→ TO DO
Which lines of the items below contain the word "balcony"? Return each such line in full.

>> BEGIN SUPPLIED RECORDS

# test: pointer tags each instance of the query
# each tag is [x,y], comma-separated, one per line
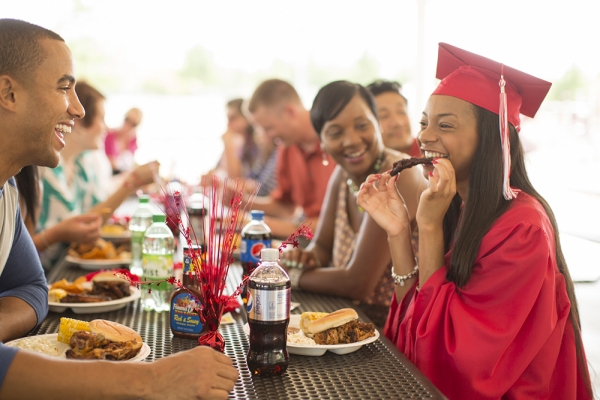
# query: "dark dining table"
[375,371]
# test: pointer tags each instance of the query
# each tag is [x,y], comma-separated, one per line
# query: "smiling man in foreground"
[38,106]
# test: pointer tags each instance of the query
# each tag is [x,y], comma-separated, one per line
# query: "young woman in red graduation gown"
[490,311]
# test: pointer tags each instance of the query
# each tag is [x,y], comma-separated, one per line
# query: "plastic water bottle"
[157,264]
[256,236]
[140,221]
[269,294]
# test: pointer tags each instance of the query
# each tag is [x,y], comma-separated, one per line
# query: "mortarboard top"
[475,79]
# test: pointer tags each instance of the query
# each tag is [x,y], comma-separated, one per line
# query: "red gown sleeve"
[506,334]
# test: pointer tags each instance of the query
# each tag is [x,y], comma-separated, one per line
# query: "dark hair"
[273,92]
[89,98]
[486,204]
[20,50]
[382,86]
[251,151]
[29,189]
[333,97]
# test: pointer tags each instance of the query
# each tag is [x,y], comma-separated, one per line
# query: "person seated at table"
[77,229]
[489,310]
[37,107]
[393,117]
[120,144]
[348,255]
[73,187]
[303,169]
[247,153]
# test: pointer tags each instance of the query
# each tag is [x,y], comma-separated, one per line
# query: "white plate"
[93,308]
[320,349]
[94,265]
[123,235]
[62,348]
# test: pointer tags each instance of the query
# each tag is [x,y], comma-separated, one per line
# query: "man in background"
[120,144]
[38,106]
[303,169]
[393,117]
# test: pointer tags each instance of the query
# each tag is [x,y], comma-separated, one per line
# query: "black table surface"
[375,371]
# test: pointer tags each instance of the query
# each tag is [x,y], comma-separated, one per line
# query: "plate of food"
[105,292]
[96,340]
[99,255]
[339,332]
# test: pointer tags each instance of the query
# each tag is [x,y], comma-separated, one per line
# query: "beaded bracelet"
[44,239]
[399,279]
[295,274]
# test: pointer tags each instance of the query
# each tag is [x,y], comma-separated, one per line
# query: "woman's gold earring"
[325,160]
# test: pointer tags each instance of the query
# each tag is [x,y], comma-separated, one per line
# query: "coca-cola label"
[269,305]
[250,250]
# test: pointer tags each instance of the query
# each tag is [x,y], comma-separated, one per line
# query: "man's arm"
[23,287]
[206,373]
[274,208]
[282,228]
[17,318]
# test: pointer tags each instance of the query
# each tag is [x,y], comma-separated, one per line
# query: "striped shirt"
[61,200]
[21,273]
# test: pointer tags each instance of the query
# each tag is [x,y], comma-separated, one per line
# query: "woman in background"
[73,187]
[349,255]
[77,229]
[247,153]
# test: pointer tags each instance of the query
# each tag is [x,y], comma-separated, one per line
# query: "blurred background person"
[79,229]
[393,117]
[303,169]
[73,187]
[247,153]
[348,244]
[120,144]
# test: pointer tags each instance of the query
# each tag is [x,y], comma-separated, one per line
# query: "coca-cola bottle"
[269,294]
[256,235]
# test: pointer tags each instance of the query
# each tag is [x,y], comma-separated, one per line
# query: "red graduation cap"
[493,86]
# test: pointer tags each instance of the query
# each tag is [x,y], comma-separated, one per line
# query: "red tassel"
[507,191]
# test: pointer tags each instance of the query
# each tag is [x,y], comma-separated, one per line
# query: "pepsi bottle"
[256,236]
[269,294]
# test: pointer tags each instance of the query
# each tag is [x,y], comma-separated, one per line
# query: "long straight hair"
[486,204]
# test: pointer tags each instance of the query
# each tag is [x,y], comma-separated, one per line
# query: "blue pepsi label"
[250,250]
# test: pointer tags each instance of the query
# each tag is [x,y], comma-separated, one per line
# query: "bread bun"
[332,320]
[114,332]
[307,318]
[108,276]
[54,295]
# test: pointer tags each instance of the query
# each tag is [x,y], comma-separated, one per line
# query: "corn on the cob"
[68,326]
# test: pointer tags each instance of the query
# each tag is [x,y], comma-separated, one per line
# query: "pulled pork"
[351,332]
[91,346]
[101,291]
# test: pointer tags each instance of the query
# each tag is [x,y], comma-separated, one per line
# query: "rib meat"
[351,332]
[405,163]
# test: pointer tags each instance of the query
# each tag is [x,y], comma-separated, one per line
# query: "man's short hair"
[273,92]
[381,86]
[20,50]
[89,97]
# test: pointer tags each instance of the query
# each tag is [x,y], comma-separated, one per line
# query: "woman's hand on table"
[299,258]
[83,228]
[142,175]
[378,197]
[199,373]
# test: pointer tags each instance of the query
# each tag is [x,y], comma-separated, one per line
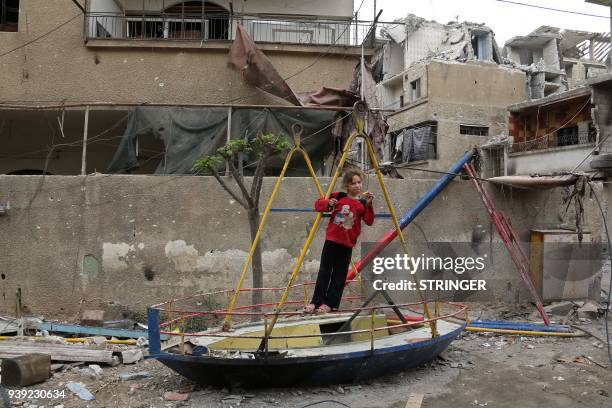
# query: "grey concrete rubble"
[571,371]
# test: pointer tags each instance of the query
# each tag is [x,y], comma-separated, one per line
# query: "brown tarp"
[256,68]
[330,97]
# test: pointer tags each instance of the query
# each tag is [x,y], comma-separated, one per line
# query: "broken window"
[481,46]
[102,32]
[9,15]
[414,143]
[567,136]
[474,130]
[415,90]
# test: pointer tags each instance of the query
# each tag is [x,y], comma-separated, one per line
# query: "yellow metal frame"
[297,140]
[359,111]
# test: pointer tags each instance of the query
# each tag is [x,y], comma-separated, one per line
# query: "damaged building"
[118,55]
[556,60]
[554,134]
[436,79]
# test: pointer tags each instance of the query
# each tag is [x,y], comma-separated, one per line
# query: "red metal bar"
[508,236]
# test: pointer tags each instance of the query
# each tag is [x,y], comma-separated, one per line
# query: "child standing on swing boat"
[347,210]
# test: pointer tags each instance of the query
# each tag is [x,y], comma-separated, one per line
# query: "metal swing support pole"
[359,111]
[508,236]
[297,138]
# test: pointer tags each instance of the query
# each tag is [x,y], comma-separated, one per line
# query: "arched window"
[191,20]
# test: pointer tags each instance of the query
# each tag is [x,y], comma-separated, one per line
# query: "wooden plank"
[57,352]
[96,331]
[414,400]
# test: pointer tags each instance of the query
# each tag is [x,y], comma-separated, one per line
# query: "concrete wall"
[602,99]
[558,159]
[461,93]
[60,67]
[139,240]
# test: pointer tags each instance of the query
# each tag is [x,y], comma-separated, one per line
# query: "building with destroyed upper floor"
[557,60]
[437,80]
[70,74]
[558,134]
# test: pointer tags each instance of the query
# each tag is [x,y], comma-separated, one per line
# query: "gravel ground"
[477,370]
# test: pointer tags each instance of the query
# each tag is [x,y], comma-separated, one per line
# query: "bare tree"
[261,148]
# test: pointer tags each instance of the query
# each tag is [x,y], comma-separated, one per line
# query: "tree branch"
[261,165]
[229,190]
[257,178]
[240,181]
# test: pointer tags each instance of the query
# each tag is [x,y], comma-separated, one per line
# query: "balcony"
[570,136]
[222,28]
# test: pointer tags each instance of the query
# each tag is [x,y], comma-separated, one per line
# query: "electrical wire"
[603,216]
[552,9]
[325,402]
[40,37]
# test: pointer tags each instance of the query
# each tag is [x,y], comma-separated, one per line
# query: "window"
[481,46]
[567,136]
[474,130]
[415,143]
[415,90]
[101,32]
[9,15]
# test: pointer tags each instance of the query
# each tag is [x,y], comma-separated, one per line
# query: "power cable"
[325,402]
[40,36]
[552,9]
[604,218]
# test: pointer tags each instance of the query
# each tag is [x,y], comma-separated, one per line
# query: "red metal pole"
[508,236]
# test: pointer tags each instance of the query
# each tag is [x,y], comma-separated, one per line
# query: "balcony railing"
[560,138]
[182,27]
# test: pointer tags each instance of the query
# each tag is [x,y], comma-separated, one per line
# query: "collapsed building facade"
[557,60]
[171,55]
[67,108]
[437,80]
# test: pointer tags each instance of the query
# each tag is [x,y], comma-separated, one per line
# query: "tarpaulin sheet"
[190,133]
[256,68]
[540,182]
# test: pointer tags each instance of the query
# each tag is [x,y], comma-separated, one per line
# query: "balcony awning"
[536,182]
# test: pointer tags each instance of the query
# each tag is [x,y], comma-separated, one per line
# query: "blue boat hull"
[311,370]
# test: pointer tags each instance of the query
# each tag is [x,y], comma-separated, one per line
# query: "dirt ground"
[477,370]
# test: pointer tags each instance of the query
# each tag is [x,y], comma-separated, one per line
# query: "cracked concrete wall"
[73,242]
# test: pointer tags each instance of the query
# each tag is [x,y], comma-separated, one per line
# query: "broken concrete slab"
[139,375]
[26,370]
[96,370]
[131,356]
[9,349]
[80,391]
[94,318]
[175,396]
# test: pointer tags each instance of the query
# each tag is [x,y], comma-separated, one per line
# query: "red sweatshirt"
[345,223]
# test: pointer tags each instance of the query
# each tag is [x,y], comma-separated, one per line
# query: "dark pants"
[335,260]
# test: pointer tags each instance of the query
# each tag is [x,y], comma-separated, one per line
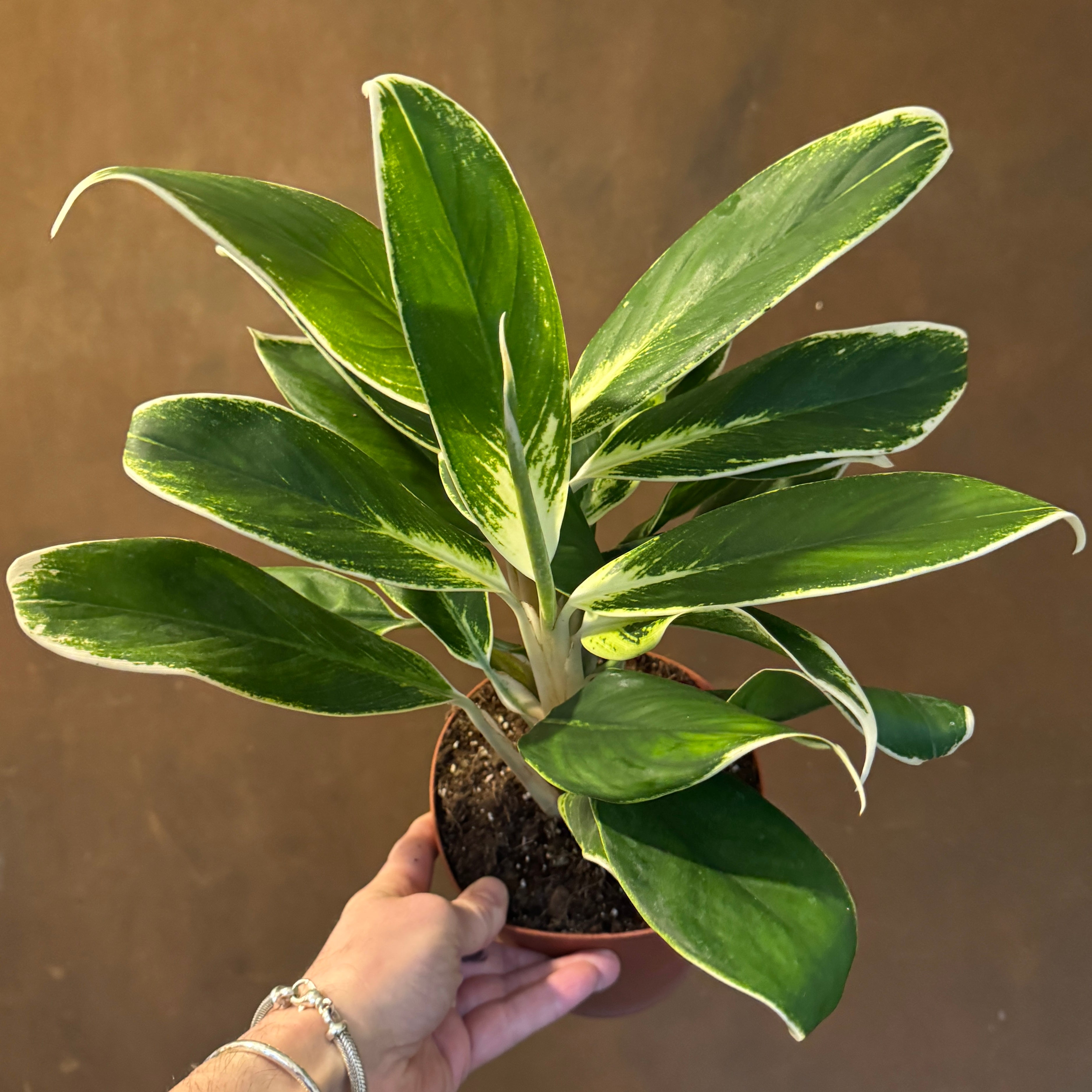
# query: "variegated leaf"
[343,597]
[314,387]
[325,265]
[459,621]
[710,494]
[579,817]
[175,607]
[275,476]
[816,540]
[577,556]
[623,642]
[819,663]
[628,736]
[464,253]
[602,495]
[738,889]
[830,397]
[912,728]
[766,240]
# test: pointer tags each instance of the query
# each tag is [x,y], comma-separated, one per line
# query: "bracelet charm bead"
[305,995]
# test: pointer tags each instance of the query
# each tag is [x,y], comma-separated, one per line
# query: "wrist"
[302,1037]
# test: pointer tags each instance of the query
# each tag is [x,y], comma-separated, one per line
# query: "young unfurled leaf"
[463,253]
[625,642]
[816,540]
[738,889]
[176,607]
[287,481]
[821,664]
[459,621]
[912,728]
[341,596]
[578,555]
[313,387]
[325,265]
[628,736]
[769,237]
[830,397]
[579,817]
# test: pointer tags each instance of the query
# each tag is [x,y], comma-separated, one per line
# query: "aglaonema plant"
[435,445]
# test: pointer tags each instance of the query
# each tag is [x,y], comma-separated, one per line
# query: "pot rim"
[586,939]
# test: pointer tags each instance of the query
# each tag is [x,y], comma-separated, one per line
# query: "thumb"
[481,911]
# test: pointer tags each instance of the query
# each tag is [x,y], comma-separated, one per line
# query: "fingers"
[499,959]
[409,869]
[497,1025]
[481,911]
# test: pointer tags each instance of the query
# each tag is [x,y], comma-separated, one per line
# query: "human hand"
[423,1015]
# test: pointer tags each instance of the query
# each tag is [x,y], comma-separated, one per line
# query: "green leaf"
[710,494]
[831,397]
[578,555]
[314,387]
[464,252]
[912,728]
[289,482]
[176,607]
[777,695]
[816,540]
[709,368]
[579,817]
[459,621]
[341,596]
[326,266]
[623,642]
[823,667]
[603,495]
[738,888]
[628,736]
[766,240]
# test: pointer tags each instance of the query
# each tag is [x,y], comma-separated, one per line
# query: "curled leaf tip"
[1079,532]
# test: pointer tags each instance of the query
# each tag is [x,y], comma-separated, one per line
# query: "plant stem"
[543,793]
[524,495]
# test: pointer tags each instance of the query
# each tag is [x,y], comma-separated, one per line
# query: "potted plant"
[434,445]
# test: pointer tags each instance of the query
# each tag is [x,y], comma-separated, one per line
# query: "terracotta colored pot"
[650,968]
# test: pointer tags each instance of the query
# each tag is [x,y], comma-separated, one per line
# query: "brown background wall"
[171,851]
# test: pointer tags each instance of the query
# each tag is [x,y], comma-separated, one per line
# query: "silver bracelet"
[305,995]
[271,1054]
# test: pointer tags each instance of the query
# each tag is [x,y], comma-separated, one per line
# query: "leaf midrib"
[222,630]
[808,546]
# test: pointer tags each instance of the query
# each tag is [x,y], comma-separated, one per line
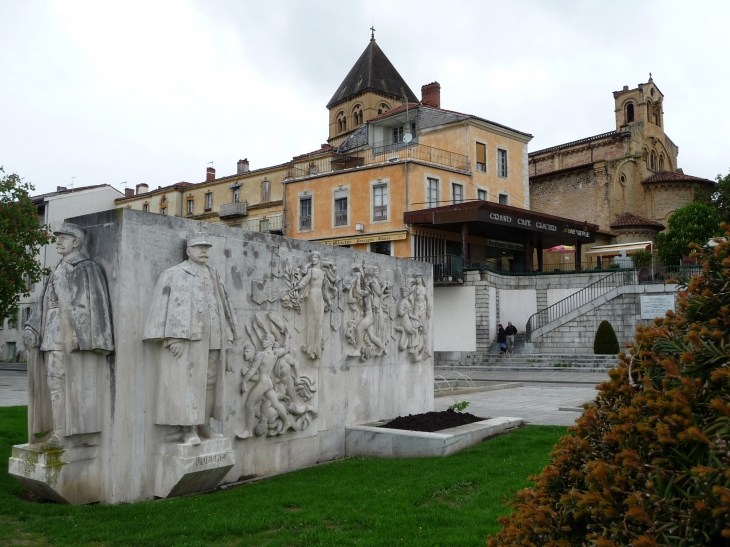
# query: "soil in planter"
[433,421]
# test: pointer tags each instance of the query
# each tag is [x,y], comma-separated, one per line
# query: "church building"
[627,180]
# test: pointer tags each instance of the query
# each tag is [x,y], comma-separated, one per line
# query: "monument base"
[61,474]
[184,469]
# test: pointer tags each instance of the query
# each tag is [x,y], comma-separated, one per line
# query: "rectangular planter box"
[379,442]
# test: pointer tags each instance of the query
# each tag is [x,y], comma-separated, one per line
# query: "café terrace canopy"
[492,220]
[532,230]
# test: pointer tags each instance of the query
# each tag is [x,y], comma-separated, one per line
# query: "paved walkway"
[538,401]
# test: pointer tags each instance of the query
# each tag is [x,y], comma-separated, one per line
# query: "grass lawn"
[427,502]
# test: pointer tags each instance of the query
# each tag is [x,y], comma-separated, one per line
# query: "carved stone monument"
[68,335]
[237,354]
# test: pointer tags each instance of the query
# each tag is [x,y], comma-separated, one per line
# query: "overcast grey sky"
[151,91]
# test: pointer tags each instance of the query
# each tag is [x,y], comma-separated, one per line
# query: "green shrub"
[642,258]
[649,463]
[605,342]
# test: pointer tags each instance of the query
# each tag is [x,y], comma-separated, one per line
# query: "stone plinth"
[65,475]
[184,469]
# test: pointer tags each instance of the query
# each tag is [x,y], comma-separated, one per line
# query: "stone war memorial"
[170,356]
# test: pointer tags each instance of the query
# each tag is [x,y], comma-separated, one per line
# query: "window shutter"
[481,153]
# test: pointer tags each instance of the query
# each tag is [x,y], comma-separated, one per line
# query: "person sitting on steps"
[501,339]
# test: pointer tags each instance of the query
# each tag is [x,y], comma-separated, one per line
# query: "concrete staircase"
[521,346]
[569,362]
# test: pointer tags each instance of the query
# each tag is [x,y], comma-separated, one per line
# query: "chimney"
[431,94]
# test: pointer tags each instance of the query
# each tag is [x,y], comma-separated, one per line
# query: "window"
[305,213]
[501,162]
[432,192]
[381,248]
[340,207]
[457,193]
[380,202]
[357,115]
[481,157]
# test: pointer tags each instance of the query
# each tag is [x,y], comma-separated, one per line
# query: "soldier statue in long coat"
[67,336]
[193,318]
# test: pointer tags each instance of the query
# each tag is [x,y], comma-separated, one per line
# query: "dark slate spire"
[373,71]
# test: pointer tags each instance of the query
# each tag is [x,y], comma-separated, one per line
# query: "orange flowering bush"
[648,464]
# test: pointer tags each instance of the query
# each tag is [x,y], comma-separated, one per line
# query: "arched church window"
[629,112]
[341,122]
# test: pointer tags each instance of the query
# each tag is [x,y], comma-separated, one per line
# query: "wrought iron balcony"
[233,210]
[384,152]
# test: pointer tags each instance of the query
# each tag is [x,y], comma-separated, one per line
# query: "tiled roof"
[429,116]
[630,219]
[42,197]
[372,71]
[673,176]
[581,141]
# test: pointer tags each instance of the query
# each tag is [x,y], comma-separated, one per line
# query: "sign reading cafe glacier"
[168,356]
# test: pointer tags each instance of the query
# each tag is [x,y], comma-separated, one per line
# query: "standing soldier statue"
[193,318]
[67,336]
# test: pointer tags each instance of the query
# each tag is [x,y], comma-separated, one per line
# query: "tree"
[720,198]
[21,238]
[605,342]
[696,222]
[647,463]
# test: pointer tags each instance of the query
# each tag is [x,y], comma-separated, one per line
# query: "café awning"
[614,250]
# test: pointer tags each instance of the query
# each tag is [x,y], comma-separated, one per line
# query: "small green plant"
[459,406]
[605,342]
[642,258]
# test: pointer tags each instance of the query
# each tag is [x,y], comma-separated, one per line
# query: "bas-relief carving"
[192,317]
[69,335]
[275,392]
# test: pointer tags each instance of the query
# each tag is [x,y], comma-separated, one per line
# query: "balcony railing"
[378,154]
[233,210]
[340,218]
[447,269]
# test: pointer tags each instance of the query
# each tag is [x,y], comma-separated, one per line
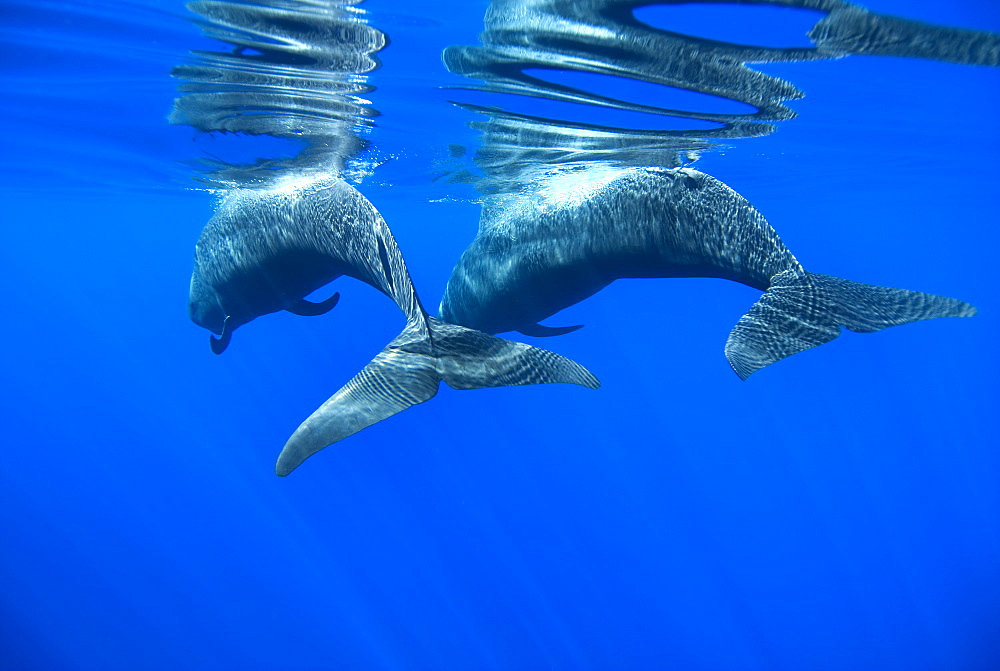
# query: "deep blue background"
[838,511]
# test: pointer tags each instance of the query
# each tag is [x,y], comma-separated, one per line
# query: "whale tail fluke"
[408,371]
[802,311]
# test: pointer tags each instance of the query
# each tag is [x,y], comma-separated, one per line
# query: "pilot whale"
[267,248]
[537,253]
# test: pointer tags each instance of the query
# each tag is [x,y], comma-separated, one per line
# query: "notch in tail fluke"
[408,371]
[802,311]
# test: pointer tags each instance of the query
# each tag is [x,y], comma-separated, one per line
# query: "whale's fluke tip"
[798,312]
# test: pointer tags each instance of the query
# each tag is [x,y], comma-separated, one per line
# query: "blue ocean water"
[838,511]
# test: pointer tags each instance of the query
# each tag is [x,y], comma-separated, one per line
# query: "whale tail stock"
[408,371]
[802,311]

>> END SUPPLIED RECORDS

→ TASK RESULT
# query: "balcony"
# query: "balcony railing"
# query: "balcony awning"
# query: "wrought iron balcony"
# query: "balcony railing"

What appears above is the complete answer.